**Provided information:**

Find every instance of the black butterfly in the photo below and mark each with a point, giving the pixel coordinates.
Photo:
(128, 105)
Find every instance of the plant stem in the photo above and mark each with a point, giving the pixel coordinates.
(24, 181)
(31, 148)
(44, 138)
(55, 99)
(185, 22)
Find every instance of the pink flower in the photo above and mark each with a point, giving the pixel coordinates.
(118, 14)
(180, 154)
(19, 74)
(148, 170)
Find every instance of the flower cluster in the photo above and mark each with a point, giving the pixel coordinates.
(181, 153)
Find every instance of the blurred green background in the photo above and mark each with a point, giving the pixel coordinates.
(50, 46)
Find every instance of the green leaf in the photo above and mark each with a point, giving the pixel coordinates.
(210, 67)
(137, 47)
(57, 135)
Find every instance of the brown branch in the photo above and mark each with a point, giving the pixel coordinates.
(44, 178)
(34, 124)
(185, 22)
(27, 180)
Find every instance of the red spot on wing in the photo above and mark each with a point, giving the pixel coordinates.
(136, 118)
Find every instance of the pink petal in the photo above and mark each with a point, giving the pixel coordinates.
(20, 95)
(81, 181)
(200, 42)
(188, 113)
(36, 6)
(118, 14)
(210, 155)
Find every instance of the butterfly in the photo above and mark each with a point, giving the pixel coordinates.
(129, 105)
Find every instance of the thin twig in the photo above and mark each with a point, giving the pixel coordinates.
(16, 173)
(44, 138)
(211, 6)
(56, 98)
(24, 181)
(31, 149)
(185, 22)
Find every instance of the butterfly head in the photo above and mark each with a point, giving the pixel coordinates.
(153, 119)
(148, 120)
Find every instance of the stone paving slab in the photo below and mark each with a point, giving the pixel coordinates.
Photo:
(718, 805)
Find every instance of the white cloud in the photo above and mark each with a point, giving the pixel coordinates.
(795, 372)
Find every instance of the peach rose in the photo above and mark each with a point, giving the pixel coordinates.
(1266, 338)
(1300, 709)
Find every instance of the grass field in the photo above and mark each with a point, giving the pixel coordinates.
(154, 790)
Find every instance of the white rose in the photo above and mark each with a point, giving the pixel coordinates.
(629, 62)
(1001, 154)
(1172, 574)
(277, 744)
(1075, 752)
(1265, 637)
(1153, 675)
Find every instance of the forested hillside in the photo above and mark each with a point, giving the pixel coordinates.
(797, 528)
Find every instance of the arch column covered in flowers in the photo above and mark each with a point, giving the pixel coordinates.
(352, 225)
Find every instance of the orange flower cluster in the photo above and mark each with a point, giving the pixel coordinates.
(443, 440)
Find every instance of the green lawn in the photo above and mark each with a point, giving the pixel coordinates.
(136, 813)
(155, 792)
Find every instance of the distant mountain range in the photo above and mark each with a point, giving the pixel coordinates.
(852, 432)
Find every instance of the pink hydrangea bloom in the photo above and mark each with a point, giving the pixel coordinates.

**What the task requires:** Please reproduce the rows from the line with "Find every instance of the arch" up to and including the final row, keeping each request unchanged and multiplying every coordinate in the answers by 1.5, rounded to whole numbers with halves going up. Return only those lines.

**Final result:**
Find every instance of the arch column covered in flowers in the photo above and mark each with a point, giving the pixel coordinates.
(528, 338)
Find every instance of the orange flower cluster in the photo above and mark each with a point, giving the pixel coordinates.
(665, 660)
Find every instance of the green lawn in the photo above and mark each with a point, giving the pixel coordinates.
(204, 1220)
(233, 1188)
Find every instance of the distant mountain range in the photo above and mark each with a point, giving the pixel coordinates.
(1278, 648)
Find every instance of the pink hydrangea bloom in the photo above and mark each with a point, giving the pixel coordinates.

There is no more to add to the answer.